» **Exercise**: From the line containing "green grass lawn." through the last line of the records below, output every line exactly, both ends included, except the pictures.

Saved entries:
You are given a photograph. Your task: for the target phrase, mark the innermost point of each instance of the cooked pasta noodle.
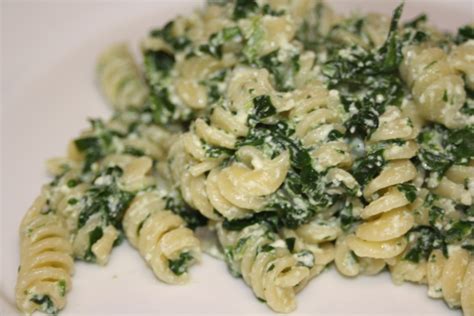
(289, 135)
(46, 262)
(120, 78)
(165, 243)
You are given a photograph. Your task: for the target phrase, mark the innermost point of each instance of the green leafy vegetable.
(166, 33)
(423, 239)
(465, 33)
(367, 168)
(192, 217)
(46, 304)
(408, 190)
(243, 8)
(94, 236)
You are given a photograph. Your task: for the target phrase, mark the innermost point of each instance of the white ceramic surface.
(47, 92)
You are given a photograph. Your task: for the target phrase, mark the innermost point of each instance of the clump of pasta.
(120, 78)
(266, 265)
(46, 262)
(161, 237)
(291, 136)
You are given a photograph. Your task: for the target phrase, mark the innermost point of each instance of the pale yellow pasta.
(46, 262)
(393, 173)
(390, 225)
(403, 270)
(461, 58)
(273, 275)
(435, 85)
(392, 125)
(454, 191)
(160, 236)
(120, 79)
(376, 249)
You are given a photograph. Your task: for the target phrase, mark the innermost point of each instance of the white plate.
(48, 90)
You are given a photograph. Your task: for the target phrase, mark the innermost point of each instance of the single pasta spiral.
(120, 78)
(387, 217)
(315, 115)
(46, 262)
(161, 237)
(435, 85)
(461, 59)
(452, 278)
(266, 265)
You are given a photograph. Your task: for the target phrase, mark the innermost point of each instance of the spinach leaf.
(423, 239)
(464, 34)
(408, 190)
(369, 167)
(106, 198)
(270, 218)
(94, 236)
(263, 107)
(216, 41)
(192, 217)
(158, 61)
(46, 304)
(166, 33)
(460, 230)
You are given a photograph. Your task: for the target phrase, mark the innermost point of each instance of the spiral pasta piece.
(266, 265)
(436, 87)
(161, 237)
(461, 59)
(120, 79)
(46, 263)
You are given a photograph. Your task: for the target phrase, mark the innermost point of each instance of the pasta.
(266, 265)
(293, 137)
(120, 79)
(46, 263)
(161, 237)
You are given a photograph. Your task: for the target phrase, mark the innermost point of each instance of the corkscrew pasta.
(46, 262)
(293, 136)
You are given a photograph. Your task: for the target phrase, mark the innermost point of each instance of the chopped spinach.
(369, 167)
(460, 230)
(290, 243)
(192, 217)
(94, 236)
(216, 41)
(408, 190)
(263, 107)
(422, 241)
(243, 8)
(269, 218)
(106, 198)
(166, 33)
(46, 304)
(465, 33)
(283, 71)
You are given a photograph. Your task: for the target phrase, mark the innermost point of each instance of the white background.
(48, 89)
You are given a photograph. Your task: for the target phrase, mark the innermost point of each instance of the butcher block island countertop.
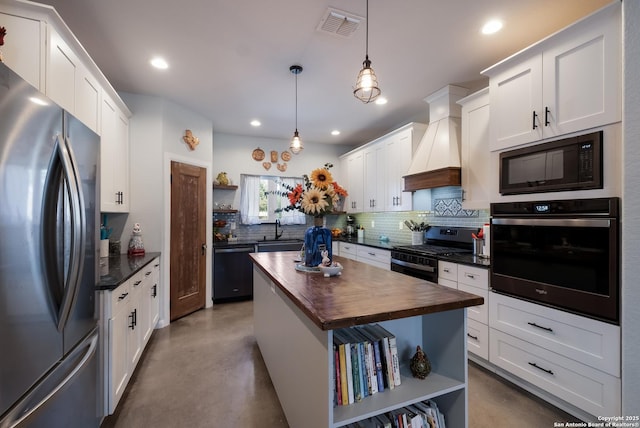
(296, 313)
(362, 294)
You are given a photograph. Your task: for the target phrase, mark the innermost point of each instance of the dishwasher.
(232, 272)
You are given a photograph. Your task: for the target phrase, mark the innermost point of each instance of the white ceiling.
(229, 59)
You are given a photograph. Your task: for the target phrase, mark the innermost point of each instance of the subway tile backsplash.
(446, 211)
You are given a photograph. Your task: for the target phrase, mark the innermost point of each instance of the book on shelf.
(393, 351)
(346, 381)
(337, 396)
(377, 356)
(368, 361)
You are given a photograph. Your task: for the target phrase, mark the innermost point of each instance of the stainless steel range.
(421, 261)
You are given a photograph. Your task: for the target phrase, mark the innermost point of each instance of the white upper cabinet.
(355, 170)
(568, 82)
(374, 178)
(61, 71)
(114, 158)
(23, 49)
(375, 171)
(88, 94)
(398, 149)
(475, 155)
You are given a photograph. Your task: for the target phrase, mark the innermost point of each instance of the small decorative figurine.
(222, 179)
(420, 365)
(191, 140)
(136, 247)
(326, 261)
(3, 32)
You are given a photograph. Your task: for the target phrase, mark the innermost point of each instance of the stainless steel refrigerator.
(48, 262)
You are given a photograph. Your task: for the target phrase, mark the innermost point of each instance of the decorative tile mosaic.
(451, 207)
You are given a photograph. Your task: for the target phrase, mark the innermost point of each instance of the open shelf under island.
(295, 314)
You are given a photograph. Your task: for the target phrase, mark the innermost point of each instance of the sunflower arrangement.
(318, 194)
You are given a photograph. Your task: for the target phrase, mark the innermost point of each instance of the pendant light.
(296, 143)
(367, 88)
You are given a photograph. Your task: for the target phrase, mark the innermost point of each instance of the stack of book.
(365, 363)
(423, 414)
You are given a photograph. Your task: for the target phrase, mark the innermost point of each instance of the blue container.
(316, 240)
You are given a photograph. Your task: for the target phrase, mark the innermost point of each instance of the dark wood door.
(188, 239)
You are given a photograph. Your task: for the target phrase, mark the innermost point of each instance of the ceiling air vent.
(339, 23)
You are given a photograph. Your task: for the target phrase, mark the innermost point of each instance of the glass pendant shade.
(296, 143)
(367, 89)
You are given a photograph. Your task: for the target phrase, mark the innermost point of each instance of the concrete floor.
(205, 370)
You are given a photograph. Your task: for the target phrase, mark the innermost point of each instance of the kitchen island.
(296, 312)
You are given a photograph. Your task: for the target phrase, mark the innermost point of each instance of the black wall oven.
(559, 253)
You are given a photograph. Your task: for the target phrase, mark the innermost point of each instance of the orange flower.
(321, 178)
(295, 195)
(339, 189)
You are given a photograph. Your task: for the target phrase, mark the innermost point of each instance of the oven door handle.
(562, 222)
(413, 265)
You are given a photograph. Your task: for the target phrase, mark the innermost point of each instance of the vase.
(316, 240)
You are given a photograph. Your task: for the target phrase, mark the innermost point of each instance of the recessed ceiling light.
(492, 26)
(38, 101)
(159, 63)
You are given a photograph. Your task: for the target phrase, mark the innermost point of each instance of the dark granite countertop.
(467, 259)
(114, 270)
(371, 242)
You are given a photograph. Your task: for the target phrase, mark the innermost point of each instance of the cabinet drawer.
(478, 338)
(348, 250)
(377, 255)
(589, 389)
(447, 270)
(448, 283)
(474, 276)
(591, 342)
(119, 298)
(479, 313)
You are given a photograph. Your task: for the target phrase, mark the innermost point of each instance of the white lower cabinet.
(378, 257)
(574, 358)
(129, 313)
(474, 280)
(374, 256)
(347, 250)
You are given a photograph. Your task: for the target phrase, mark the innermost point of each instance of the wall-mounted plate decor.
(258, 154)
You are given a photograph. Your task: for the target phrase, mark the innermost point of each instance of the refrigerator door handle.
(50, 385)
(71, 179)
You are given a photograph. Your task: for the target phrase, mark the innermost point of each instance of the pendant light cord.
(366, 42)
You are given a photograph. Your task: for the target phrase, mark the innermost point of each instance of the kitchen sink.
(280, 245)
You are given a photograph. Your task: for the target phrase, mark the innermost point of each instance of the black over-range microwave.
(573, 163)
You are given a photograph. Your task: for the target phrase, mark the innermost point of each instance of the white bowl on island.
(334, 269)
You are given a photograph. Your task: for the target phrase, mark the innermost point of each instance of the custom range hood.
(436, 160)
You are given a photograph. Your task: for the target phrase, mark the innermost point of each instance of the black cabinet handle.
(540, 368)
(546, 116)
(532, 324)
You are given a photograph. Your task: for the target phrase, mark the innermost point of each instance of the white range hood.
(436, 160)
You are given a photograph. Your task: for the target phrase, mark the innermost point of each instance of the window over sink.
(259, 200)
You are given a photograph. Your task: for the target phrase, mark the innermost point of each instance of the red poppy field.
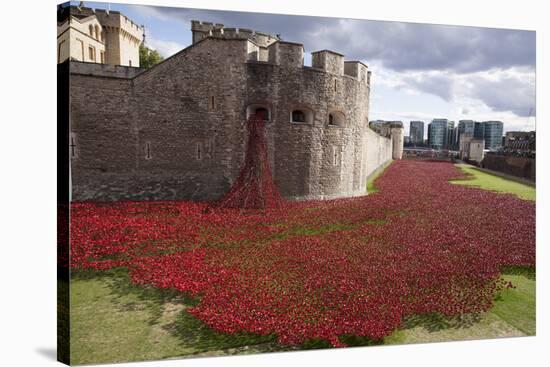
(320, 270)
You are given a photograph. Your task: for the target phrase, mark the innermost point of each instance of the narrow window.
(336, 118)
(72, 146)
(212, 103)
(298, 116)
(148, 150)
(59, 50)
(199, 151)
(263, 113)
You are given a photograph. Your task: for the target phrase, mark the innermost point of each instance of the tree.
(148, 57)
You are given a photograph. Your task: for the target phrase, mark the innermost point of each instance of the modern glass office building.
(479, 130)
(492, 133)
(437, 133)
(416, 132)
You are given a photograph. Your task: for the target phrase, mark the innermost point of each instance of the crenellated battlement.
(202, 30)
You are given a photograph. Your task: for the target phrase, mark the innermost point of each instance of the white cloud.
(165, 48)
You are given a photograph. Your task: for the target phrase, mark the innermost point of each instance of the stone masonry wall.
(178, 130)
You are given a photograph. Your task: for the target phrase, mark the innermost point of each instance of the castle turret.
(330, 61)
(397, 132)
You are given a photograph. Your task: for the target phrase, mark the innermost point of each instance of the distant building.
(478, 130)
(476, 150)
(471, 148)
(438, 133)
(465, 127)
(520, 140)
(97, 36)
(452, 138)
(492, 134)
(416, 132)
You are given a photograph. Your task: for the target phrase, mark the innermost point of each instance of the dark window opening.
(73, 146)
(263, 113)
(298, 116)
(148, 150)
(199, 151)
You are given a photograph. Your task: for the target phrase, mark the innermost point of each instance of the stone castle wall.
(178, 130)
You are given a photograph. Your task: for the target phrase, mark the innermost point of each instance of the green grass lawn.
(491, 182)
(371, 188)
(115, 321)
(513, 314)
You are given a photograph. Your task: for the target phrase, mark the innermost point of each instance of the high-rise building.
(465, 127)
(437, 133)
(478, 130)
(416, 132)
(451, 135)
(492, 134)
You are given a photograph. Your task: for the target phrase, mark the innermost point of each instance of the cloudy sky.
(419, 71)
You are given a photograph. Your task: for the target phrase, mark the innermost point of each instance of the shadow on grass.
(434, 322)
(526, 271)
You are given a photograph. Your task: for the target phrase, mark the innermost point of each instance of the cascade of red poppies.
(254, 187)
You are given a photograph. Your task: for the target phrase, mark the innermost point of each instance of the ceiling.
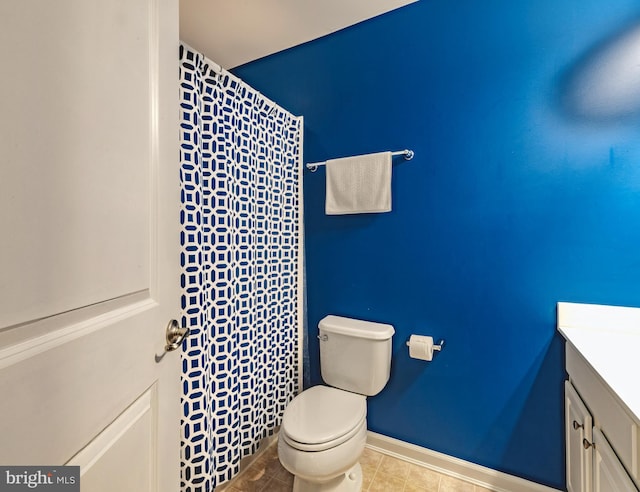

» **Task output**:
You are given a photograph. Your task: for the target phrase, mark the innermost point of each instance of the green grass lawn.
(491, 182)
(371, 188)
(115, 321)
(513, 314)
You are given a photograph. Your task: for the target phrase, mark the innermost point of each instance of the high-rise building.
(465, 127)
(437, 133)
(478, 130)
(416, 132)
(451, 135)
(492, 134)
You are given a photograph. Your task: for the target phrase, mark the innermost point of each instance of the cloudy sky.
(419, 71)
You are given a photograph. Your task: for the target phrase, mark the innermost point of each instance of the shadow on grass.
(434, 322)
(526, 271)
You are given a photograph. Your task: for the target phrase, mark the innermost point of each instance of the cascade of red poppies.
(254, 187)
You are given a photograph. Your task: for the target phrase, mark the innermost point of each instance of the ceiling.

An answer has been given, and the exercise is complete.